What you are asked to do
Can you write out, character for character, everything from the line containing "of the horse's" down to the line containing "69], [135, 80]]", with both of those lines included?

START

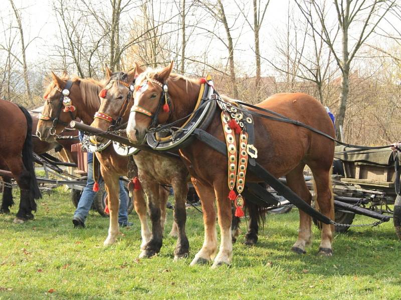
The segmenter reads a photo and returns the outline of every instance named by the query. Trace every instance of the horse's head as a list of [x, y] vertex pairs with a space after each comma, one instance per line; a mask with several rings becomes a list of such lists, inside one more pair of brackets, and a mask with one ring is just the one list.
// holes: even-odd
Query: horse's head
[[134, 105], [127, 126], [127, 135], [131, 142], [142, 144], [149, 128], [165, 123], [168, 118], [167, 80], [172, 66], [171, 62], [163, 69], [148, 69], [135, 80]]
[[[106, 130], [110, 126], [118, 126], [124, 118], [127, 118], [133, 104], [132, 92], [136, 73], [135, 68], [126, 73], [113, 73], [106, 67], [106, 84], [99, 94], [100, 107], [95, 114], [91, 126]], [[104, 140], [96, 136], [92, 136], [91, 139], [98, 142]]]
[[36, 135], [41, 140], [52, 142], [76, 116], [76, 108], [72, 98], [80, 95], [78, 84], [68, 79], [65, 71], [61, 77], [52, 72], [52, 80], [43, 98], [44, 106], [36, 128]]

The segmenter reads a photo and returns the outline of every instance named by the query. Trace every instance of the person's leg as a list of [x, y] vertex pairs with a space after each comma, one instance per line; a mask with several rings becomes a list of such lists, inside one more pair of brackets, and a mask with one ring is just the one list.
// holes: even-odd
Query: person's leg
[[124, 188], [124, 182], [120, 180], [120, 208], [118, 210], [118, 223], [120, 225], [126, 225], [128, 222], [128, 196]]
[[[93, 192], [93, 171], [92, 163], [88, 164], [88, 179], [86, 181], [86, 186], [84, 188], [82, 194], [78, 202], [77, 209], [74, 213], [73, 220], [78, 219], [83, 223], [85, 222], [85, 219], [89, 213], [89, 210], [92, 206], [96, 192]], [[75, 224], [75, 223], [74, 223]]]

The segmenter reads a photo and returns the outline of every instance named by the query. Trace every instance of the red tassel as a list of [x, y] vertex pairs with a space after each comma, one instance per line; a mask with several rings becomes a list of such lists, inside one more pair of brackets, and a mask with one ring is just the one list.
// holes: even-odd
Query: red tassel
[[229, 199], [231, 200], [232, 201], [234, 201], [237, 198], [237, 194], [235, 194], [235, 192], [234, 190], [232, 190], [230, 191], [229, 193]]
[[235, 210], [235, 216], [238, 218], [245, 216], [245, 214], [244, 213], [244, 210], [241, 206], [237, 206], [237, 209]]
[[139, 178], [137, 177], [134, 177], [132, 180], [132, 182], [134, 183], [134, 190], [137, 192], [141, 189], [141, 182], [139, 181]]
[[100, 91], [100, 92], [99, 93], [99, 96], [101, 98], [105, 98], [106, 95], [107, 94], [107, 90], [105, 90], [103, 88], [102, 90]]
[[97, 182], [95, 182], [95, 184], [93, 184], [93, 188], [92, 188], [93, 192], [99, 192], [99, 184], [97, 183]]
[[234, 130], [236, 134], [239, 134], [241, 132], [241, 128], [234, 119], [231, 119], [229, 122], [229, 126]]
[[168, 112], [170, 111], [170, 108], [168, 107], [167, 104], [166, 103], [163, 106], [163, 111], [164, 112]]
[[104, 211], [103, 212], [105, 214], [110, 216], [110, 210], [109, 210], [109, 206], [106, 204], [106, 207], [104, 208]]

END
START

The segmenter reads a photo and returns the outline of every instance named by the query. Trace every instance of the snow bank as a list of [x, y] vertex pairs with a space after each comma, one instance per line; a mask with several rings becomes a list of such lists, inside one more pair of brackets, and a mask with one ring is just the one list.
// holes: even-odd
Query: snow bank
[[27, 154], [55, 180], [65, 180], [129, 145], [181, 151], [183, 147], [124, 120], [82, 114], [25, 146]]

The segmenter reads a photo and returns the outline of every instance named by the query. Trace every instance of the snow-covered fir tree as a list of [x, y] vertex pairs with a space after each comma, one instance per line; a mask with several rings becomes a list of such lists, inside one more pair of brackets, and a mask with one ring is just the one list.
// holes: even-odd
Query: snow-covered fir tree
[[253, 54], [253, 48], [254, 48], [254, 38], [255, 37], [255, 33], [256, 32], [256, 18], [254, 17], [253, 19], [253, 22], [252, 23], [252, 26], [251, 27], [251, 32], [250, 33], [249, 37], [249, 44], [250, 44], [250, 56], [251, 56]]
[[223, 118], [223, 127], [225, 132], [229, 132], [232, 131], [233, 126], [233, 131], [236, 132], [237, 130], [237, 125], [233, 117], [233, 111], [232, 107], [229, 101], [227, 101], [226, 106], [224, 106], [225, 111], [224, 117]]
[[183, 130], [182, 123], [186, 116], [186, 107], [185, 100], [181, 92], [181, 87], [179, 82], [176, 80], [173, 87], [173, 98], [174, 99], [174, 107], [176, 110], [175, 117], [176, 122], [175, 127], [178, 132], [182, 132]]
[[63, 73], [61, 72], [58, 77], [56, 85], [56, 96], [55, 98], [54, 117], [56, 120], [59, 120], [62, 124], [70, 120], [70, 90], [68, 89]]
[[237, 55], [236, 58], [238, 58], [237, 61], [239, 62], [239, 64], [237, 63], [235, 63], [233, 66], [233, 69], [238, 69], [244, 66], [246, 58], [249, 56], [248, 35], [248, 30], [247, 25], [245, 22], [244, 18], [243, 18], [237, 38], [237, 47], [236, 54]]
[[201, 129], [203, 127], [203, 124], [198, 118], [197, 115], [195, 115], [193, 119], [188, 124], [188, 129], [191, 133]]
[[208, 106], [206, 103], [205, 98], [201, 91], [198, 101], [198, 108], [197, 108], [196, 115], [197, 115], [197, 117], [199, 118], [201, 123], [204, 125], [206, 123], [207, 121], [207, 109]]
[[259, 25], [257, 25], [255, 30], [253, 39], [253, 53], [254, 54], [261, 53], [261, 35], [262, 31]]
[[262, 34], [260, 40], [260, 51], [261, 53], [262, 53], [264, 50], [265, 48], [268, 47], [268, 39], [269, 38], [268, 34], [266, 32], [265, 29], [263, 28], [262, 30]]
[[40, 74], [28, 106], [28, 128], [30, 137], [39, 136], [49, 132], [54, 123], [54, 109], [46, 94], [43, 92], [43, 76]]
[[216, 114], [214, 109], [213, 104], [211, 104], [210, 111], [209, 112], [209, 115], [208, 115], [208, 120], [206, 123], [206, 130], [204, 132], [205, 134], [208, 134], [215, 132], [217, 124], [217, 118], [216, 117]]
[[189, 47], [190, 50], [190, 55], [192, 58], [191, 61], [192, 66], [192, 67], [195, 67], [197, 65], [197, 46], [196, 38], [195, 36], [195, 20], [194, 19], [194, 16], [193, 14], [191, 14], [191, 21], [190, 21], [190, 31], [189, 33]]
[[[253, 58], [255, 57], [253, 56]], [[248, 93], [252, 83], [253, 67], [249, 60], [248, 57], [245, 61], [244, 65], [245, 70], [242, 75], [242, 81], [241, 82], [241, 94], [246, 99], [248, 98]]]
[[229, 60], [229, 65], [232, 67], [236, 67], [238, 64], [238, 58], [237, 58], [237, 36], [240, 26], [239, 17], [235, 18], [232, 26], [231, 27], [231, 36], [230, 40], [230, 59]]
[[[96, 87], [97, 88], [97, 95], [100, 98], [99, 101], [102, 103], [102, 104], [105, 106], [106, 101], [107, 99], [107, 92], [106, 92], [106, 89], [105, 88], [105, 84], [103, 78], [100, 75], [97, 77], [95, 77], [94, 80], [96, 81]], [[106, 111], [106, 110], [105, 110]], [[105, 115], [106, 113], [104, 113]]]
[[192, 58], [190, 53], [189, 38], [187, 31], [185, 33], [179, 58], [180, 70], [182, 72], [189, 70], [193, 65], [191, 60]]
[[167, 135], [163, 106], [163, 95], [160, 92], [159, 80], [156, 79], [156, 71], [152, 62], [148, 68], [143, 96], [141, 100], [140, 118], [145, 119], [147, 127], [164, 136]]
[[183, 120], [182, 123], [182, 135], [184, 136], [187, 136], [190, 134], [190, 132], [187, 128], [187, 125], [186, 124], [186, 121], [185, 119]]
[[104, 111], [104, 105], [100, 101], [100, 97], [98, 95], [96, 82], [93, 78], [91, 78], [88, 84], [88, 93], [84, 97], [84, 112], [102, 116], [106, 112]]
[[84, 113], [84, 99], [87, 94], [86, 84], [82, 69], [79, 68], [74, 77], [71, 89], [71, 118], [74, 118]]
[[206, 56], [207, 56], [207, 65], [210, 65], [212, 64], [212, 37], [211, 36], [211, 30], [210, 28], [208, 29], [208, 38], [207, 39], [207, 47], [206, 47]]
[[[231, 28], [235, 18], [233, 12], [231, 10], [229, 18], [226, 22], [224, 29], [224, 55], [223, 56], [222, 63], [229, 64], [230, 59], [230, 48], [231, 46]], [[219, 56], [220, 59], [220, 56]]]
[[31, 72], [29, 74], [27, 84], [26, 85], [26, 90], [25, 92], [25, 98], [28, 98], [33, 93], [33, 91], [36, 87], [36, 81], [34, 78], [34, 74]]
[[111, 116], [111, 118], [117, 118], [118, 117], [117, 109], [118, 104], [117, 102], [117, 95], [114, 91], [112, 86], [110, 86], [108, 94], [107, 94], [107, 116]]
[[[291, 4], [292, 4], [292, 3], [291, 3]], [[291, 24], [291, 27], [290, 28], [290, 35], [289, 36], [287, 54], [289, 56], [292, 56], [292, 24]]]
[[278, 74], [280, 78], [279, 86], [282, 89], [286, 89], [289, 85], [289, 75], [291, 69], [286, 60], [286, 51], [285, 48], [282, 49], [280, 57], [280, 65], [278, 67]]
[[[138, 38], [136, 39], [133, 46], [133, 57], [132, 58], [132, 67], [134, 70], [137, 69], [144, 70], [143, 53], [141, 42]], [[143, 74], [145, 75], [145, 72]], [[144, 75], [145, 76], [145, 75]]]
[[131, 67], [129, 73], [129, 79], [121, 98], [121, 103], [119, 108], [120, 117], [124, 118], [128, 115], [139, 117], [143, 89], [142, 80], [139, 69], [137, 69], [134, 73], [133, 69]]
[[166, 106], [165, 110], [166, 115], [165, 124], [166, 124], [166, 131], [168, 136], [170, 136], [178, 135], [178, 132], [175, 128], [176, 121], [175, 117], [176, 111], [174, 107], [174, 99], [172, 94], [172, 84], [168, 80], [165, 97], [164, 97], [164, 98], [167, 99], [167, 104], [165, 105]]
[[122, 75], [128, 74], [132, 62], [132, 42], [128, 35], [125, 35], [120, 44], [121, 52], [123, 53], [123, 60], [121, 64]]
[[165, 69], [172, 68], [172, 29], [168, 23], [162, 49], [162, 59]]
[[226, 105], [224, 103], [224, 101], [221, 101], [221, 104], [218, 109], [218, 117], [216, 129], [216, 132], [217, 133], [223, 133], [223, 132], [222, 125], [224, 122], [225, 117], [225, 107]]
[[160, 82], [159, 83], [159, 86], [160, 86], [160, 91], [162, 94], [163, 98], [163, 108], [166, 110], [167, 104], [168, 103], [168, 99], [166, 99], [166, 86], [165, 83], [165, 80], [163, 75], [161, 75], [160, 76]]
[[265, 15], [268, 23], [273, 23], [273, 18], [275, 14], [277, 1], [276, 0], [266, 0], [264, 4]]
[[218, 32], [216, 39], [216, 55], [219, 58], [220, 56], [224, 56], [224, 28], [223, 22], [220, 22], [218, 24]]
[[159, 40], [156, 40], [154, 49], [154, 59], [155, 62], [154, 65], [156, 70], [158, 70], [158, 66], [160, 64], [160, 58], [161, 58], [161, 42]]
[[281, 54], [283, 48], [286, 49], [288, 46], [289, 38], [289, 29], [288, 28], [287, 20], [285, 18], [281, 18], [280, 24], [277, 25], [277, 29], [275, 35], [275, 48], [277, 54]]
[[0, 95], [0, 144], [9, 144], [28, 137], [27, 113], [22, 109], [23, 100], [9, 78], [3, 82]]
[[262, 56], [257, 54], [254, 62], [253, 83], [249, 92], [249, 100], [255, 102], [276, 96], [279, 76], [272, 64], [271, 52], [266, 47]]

END

Answer to the task
The segmenter reads a photo and returns the outline of every instance named by the query. Trace every instance of the horse's head as a list of [x, y] vertex pairs with a space after each comma, one instance per line; a mask with several rings becomes a list of such lists, inside one more pair of brackets, and a mask with one ring is just the one list.
// holes: even-odd
Query: horse's head
[[134, 105], [127, 126], [127, 135], [131, 142], [142, 144], [149, 128], [165, 123], [168, 118], [167, 80], [172, 66], [171, 62], [163, 69], [148, 69], [135, 80]]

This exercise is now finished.